[Instructions for the task] From the data below, pick out every line that contains the word "child" and copy each one unchanged.

[Rows]
====================

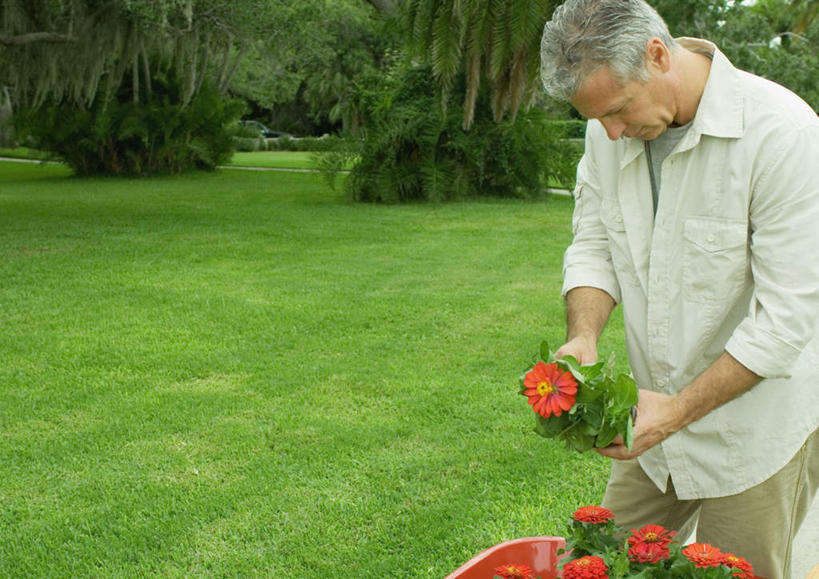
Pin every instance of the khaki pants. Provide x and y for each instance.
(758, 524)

====================

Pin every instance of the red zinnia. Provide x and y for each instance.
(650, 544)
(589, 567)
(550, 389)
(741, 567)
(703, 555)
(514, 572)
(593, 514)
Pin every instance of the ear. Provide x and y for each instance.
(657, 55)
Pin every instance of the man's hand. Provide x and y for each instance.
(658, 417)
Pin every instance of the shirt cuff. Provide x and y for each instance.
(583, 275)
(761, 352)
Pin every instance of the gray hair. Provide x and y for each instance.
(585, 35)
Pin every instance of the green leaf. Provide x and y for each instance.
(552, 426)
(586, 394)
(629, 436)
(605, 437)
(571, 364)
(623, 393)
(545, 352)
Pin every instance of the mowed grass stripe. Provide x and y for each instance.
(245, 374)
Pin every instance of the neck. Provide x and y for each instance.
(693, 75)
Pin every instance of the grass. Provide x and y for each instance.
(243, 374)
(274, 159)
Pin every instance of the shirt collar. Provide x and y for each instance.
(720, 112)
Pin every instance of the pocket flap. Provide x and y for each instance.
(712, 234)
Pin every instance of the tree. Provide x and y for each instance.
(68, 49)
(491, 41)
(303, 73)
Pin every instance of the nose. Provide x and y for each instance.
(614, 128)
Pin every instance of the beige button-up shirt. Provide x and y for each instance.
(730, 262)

====================

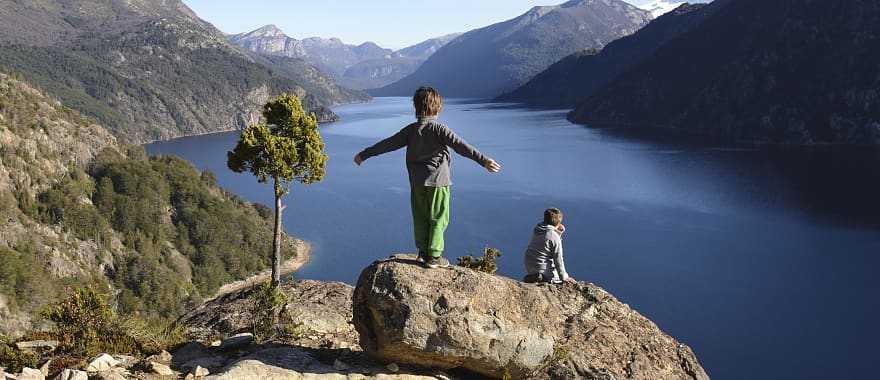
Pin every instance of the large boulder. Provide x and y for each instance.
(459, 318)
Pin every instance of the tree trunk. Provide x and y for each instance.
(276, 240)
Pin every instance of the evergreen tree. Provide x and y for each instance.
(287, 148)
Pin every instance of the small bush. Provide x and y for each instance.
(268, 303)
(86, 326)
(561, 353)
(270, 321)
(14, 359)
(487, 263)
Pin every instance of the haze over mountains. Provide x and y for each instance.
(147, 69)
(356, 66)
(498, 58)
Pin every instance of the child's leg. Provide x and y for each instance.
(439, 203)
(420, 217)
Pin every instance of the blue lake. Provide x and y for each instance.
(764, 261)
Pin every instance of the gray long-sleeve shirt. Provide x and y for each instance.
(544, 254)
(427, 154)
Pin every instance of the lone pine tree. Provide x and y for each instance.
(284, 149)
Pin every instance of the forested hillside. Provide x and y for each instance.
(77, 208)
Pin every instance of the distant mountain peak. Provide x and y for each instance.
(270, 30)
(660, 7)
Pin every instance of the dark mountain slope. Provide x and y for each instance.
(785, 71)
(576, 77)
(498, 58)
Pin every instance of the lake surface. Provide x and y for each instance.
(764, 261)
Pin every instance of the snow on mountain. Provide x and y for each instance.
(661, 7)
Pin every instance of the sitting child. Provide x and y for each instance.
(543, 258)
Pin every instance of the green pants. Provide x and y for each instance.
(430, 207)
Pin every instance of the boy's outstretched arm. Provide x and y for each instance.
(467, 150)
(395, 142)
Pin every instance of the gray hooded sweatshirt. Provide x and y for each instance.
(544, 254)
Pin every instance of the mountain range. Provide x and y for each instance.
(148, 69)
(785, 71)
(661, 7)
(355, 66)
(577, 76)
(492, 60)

====================

[Solution to the problem]
Pin every instance of the child's leg. Provide x and y for each instance.
Pin every instance of the sitting child. Provide x and y for each instance.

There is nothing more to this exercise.